Work to be completed
Swap "marker" for "point" everywhere it occurs in the material below and write the material out again, changing nothing else and leaving out the pictures.

Records for processing

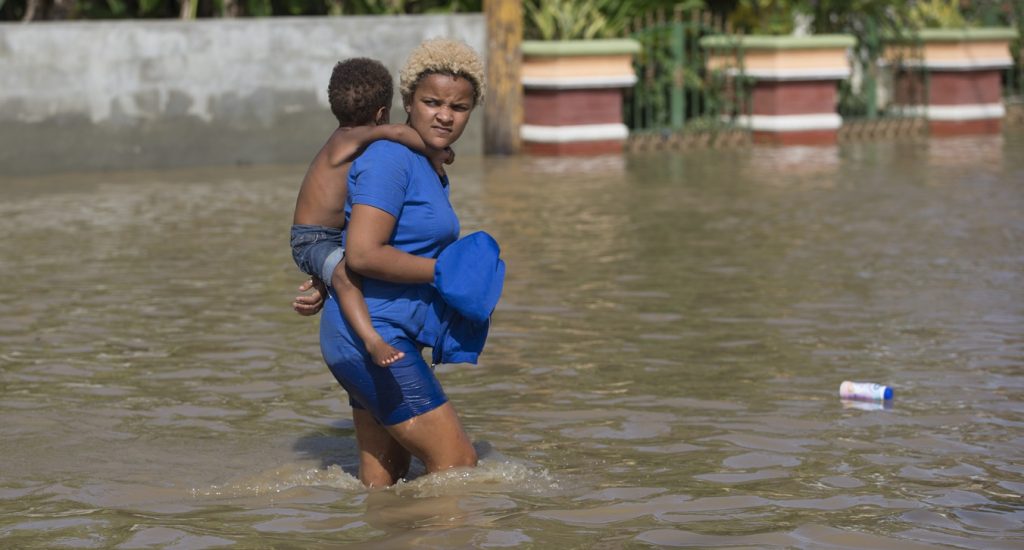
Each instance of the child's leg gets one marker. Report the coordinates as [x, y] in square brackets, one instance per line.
[348, 286]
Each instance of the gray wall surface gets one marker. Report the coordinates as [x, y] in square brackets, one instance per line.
[212, 92]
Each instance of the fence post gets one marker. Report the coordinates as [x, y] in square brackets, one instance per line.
[679, 64]
[503, 107]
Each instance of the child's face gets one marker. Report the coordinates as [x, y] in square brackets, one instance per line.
[440, 109]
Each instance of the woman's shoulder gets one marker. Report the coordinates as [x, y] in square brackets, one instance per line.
[383, 146]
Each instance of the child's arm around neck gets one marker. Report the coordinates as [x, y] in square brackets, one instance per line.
[354, 139]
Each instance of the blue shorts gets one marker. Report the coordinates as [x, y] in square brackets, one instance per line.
[392, 394]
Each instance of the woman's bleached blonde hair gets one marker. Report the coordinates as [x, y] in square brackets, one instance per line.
[441, 55]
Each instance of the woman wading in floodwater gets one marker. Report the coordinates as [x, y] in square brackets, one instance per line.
[399, 222]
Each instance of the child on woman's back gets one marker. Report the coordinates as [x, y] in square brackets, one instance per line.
[359, 92]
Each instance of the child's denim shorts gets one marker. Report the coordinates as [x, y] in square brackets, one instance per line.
[316, 250]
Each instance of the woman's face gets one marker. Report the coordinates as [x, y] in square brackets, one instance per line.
[439, 109]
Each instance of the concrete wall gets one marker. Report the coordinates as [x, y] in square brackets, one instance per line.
[169, 93]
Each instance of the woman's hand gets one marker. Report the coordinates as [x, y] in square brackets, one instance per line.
[309, 304]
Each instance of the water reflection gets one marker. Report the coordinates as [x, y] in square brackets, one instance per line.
[662, 370]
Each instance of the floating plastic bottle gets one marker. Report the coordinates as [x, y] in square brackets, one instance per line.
[864, 391]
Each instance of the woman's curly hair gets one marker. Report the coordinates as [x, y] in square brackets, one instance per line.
[444, 56]
[358, 88]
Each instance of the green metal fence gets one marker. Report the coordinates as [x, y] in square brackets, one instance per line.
[675, 92]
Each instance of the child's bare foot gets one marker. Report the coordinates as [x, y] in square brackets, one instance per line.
[382, 352]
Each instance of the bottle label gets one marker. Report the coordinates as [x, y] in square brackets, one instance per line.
[864, 391]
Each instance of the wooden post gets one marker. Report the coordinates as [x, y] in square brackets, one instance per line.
[503, 106]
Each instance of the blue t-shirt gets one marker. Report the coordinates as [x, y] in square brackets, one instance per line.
[393, 178]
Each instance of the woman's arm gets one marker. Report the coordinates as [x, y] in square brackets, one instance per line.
[370, 254]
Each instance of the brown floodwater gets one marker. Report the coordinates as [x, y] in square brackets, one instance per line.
[663, 368]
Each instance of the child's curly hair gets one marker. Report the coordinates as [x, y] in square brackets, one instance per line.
[444, 56]
[358, 88]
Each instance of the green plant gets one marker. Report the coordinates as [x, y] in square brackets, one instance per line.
[574, 19]
[766, 16]
[936, 14]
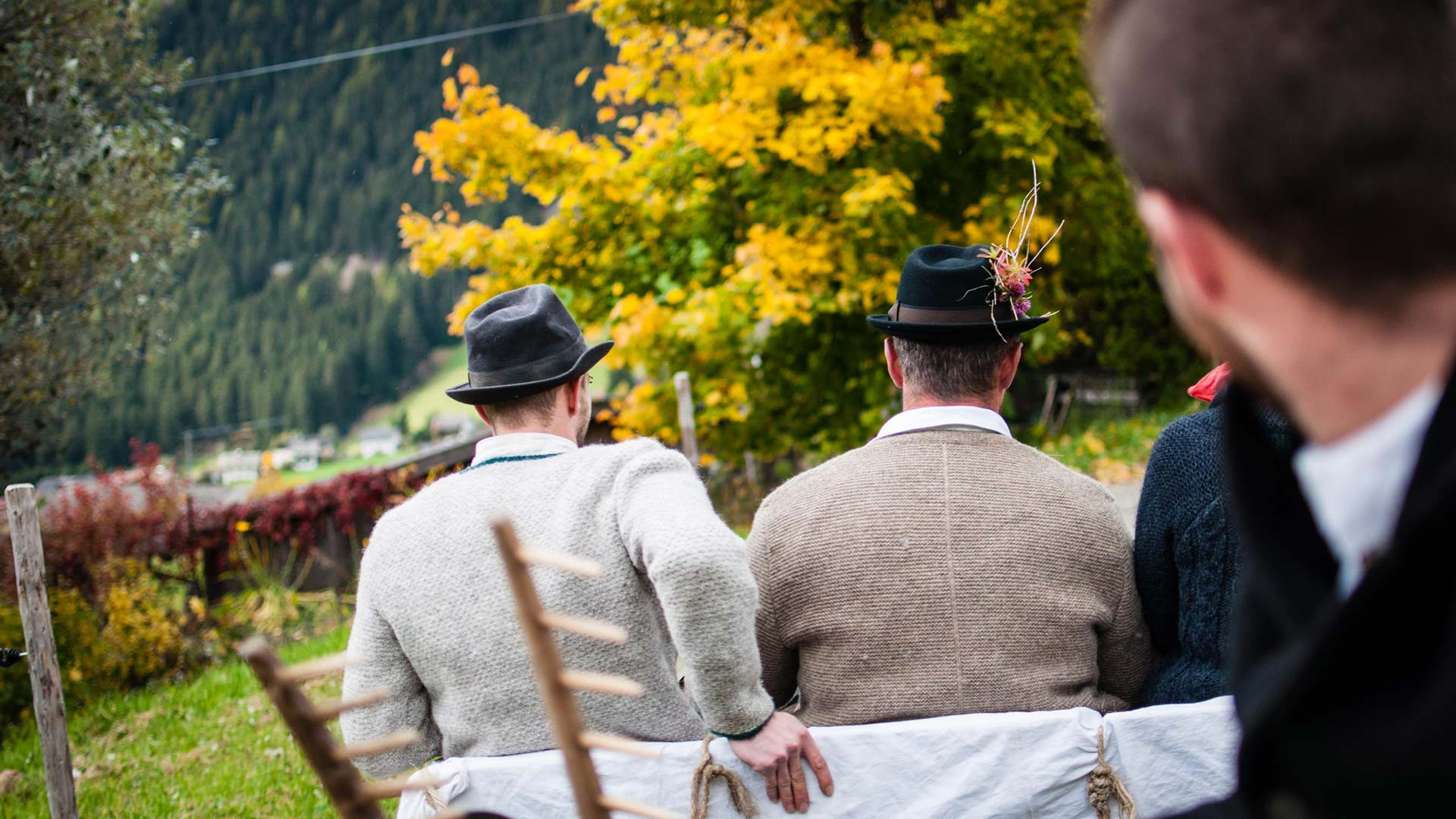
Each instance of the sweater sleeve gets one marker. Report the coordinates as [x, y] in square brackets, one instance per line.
[1156, 569]
[1123, 649]
[382, 665]
[701, 573]
[781, 664]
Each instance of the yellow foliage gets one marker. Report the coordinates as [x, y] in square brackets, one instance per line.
[142, 637]
[759, 175]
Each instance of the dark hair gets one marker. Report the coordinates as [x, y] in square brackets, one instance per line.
[1321, 134]
[951, 372]
[522, 410]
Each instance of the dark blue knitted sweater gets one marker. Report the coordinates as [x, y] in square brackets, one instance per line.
[1187, 558]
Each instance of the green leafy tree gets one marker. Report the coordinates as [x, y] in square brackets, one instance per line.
[766, 169]
[96, 202]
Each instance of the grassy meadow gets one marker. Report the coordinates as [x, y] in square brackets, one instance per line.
[209, 746]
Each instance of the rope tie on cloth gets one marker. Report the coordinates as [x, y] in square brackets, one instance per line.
[435, 800]
[1104, 786]
[704, 777]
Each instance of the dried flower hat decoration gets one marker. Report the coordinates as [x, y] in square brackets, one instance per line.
[1011, 276]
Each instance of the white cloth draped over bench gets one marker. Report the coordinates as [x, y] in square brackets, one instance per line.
[1005, 765]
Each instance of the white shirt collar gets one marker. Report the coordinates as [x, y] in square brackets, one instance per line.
[941, 417]
[517, 445]
[1357, 485]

Final result
Each instance of the child's leg gets one point. Report the coordinates as [x, y] in square brackets, one instance per line.
[348, 286]
Each instance of the gray wall surface gets one point. Report the coordinates as [x, y] in square brackets, one instance per line.
[212, 92]
Each instance of the fence post gets one point. Report the coordinates as [x, y] in square brackets, one instance per line.
[679, 64]
[503, 107]
Each instance of the child's face gets one point. Report the coordinates as [x, y] in square brackets, one instance per line.
[440, 109]
Each instance of the woman's shoulder gets one point. Report the coordinates as [x, y] in square brackets, one instance per line.
[383, 146]
Each instance of the child's arm around neck gets one point. Report the coordinates as [x, y] in square brackets, one instance per line.
[354, 139]
Each instance of the blue shorts gets one point. Report the coordinates as [x, y] in square brackets, one instance per line.
[392, 394]
Each instance of the woman's bleached blonde hair gets one point. Report the coordinates as [x, y] in square brackets, one instance per line.
[441, 55]
Each instance of the woman wading in floodwater gets one point. Report the coordinates as [x, y] in square brackets, one instance per line.
[399, 222]
Each instance of the child on woman's back gets one point. Report the coordinates as [x, y] in square brackets, one instance per line.
[359, 92]
Each instance of the child's denim shorts gets one point. Report the coordinates as [x, y] in square brackets, one instance per line.
[316, 250]
Each instance of the woman's face gets one point. Report the coordinates as [x, y] in square brackets, one instance per line.
[439, 109]
Each instance of the concrete wall gets one point. Report the coordinates as [x, y] in square brackets, one instance per line.
[169, 93]
Each instance of the woman's hand gets one point. Report the coordinates as [x, y] in square brackets, one instance per line.
[309, 304]
Each instance of the water reflection gets one point. Report the coordinates as [x, y] in square brackets, one instance per line.
[662, 370]
Each instance of the floating plastic bottle gets one point. Report the coordinates as [x, y] in square brackets, one instance per line.
[864, 391]
Each instance of the woman's curly hair gets one point. Report the coordinates as [x, y] in square brackets, one instance per line.
[444, 56]
[358, 88]
Each instance of the green metal fence gets one point. Report the coordinates as [x, y] in square brackets, one instance per line.
[675, 92]
Each instance of the child's bare foot gets one point. Report the coordinates as [x, y] in square brackets, one instance per line.
[382, 352]
Each instance of the bottle label gets one point. Report the coordinates as [x, y] in square brackets, one instance per line.
[864, 391]
Each instance of the wooden post gets one point. Report the coordinates as [x, y] in square brackets, one instance per line.
[503, 106]
Each instance of the blue t-shirt gets one point. Report the coordinates as [x, y] in square brackets, one instance per line.
[393, 178]
Each instance of the woman's arm gets one point. Report the coordinates as [x, y] in square brackets, one instance per line.
[370, 254]
Each instance of the brown floodwater gets one point. Report the coordinates as [x, y] in square brackets, one instance per line.
[663, 368]
Each instance of the child's curly hair gets one point. Report the coordinates as [x, y] in square brackets, one instance per line.
[444, 56]
[358, 88]
Each instance of the green plant gets one point. Report the coordinates as [x, y] in square brackets, one instance per line.
[574, 19]
[766, 16]
[936, 14]
Each instance of the sweater sleeve gets one point. Report the coordinates as [x, y] in square brackets, one instance per line.
[1156, 569]
[1123, 649]
[382, 665]
[701, 573]
[781, 664]
Each instance of the yellow foliage gets one point. Report the coordinates as [x, y] in square brackets, one instance per line.
[142, 637]
[759, 175]
Each instance of the dark hair gets one point. Report the coordinates as [x, y] in square brackets, one instance per line.
[1321, 134]
[951, 372]
[522, 410]
Each instance of the dark blue knitted sweater gets one point. Report the coordinates as [x, y] in square brackets, one instance per line.
[1187, 558]
Each instance of the green leafy tree gets one point. Report the coordinates as [x, y] in square brackets, one instance per line.
[766, 169]
[96, 202]
Each instance of the grassy meadow gets one point. Report the coordinates as [x, y] in square brackets, one instance per line.
[209, 746]
Each instance of the rope tie on cloth gets one point. Report the coordinates as [x, y] in square brackets, one instance per line.
[435, 800]
[1104, 786]
[704, 777]
Each instance of the dried flower hat decoration gets one point. Report the coordinates as [x, y] in square brackets, one instance per line.
[1011, 276]
Each instance of the white cloth draped over bench gets one point. Report the coordinates as [x, y] in square brackets, one instance per line.
[1005, 765]
Each instance of the white shirt collar gets one point. Report the coordinates as [x, y] in square brackets, one instance per line.
[941, 417]
[517, 445]
[1357, 485]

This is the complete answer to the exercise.